- SET EXERCISE
Put the entries below into a Markdown table with two columns, Row and Line, giving each line its own numbered row and leaving out blank lines.

- RECORDS FOR PROCESSING
___
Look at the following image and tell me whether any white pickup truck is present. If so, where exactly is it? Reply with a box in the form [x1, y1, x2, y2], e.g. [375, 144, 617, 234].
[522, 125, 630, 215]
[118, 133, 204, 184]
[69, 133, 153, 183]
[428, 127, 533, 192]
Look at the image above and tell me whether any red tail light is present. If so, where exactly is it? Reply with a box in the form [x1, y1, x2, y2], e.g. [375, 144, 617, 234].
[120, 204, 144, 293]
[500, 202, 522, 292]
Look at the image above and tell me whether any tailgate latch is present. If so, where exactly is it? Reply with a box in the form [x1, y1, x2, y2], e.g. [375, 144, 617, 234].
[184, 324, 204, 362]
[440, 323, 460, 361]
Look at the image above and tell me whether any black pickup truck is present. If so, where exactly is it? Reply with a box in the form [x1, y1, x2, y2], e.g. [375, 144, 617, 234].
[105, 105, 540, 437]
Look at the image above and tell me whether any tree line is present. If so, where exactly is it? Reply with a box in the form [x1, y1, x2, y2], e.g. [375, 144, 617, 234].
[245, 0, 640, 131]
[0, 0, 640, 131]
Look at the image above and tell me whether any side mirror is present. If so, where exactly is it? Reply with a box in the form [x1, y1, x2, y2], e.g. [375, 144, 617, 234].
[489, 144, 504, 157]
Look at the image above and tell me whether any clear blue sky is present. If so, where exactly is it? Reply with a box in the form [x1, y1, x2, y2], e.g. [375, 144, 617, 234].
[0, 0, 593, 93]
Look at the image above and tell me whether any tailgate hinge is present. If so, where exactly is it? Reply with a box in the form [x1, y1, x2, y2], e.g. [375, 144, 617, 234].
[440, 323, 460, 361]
___
- OUTPUT BELOW
| Row | Line |
|---|---|
| 1 | Look at the following image and tell me whether any white pickup truck is present. If so, where exactly is it? Reply with a box in the form [x1, y1, x2, y2], e.g. [375, 144, 617, 234]. |
| 2 | [522, 125, 630, 215] |
| 3 | [118, 133, 204, 184] |
| 4 | [69, 133, 153, 183] |
| 5 | [428, 127, 533, 192] |
| 6 | Look at the image above and tell me whether any red tail light is present. If so, where exactly is it? Reply with a box in the form [x1, y1, x2, y2], e.g. [375, 144, 617, 234]. |
| 7 | [120, 204, 144, 293] |
| 8 | [500, 202, 522, 292] |
| 9 | Look at the image above and tell me whether any tailgate latch is present. If so, where exactly is it? Reply with a box in the form [x1, y1, x2, y2], e.g. [375, 144, 617, 234]. |
| 10 | [184, 324, 204, 362] |
| 11 | [440, 323, 460, 361] |
| 12 | Look at the image above and tell me whether any black pickup truck is present. If so, where exactly is it? Reply with a box in the form [x1, y1, x2, y2], e.g. [375, 144, 617, 234]. |
| 13 | [105, 105, 540, 437] |
| 14 | Look at the image above and tell me whether any tree line is present. If so, where exactly is it? Reply with a box in the form [x1, y1, x2, y2], e.g. [375, 144, 617, 234]. |
| 15 | [245, 0, 640, 131] |
| 16 | [0, 0, 640, 131] |
| 17 | Look at the image above and tell me whether any side mirror is present. If so, where exactly is it? Reply with a box in the form [x1, y1, x2, y2], e.g. [375, 144, 617, 234]. |
| 18 | [489, 144, 504, 157] |
| 19 | Look at the image above and tell me whether any clear blue sky is present. If so, where exactly is it? Reply with a box in the form [x1, y1, x2, y2], e.g. [375, 144, 617, 234]. |
| 20 | [0, 0, 593, 93] |
| 21 | Look at the image above and tell me whether any tailgate hinge is present. If so, where exactly is it? Reply with a box in the form [x1, y1, x2, y2], e.g. [375, 144, 617, 234]. |
| 22 | [440, 323, 460, 361] |